# Brano scelto
19/01/2012

Aquaro: "Nessuno ha l’“elisir” per salvare l’Inpgi: quel che serve ora
è che cominciamo a dirci tutta la verità"

Vengo subito al punto: amici e colleghi, tra fine febbraio e inizi di marzo 2012 non si vota soltanto per rinnovare un normale quanto (absit iniuria verbis!) routinario apparato Inpgi, si vota per la sopravvivenza dell’intero nostro gioiellino di welfare. Ecco perché, al di là di un legittimo spirito di bandiera e di possibili aggiustamenti di tiro di cui, da qui al 27 di febbraio, avremo tempo di discutere, ho apprezzato il taglio dato alla “campagna elettorale” aperta dal collega Roberto Seghetti sul nostro giovane sito Unpg. Lui dice: mai più passiva accettazione di ricette mediche elargite da reticenti e pietosi somministratori di placebo al capezzale del welfare autogestito dai giornalisti


Questo è il tempo in cui, ammonisce, la grande famiglia-Inpgi è chiamata a un ampio e responsabile consulto prima di affidare in completa, endemica atassia il mandato di gestire un “corpo sano”. Anzi, più precisamente, “un corpo assicurato in buona salute per i prossimi 30 anni sempre che…”. Colleghi, il nocciolo duro della questione sta tutto in quel “…sempre che…” la tanto temuta e lunga stagione recessiva non infici i paradigmi sui quali si sostiene l’assicurante attuario relativo ai prossimi 30anni.

# Dati forniti
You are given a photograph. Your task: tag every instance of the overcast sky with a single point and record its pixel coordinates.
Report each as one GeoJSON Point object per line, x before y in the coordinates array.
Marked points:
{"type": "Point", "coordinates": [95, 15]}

# Dettagli esercizio
Nel brano scelto, chi ha aperto la "campagna elettorale" sul sito Unpg?

# Risultato esercizio
Il collega Roberto Seghetti.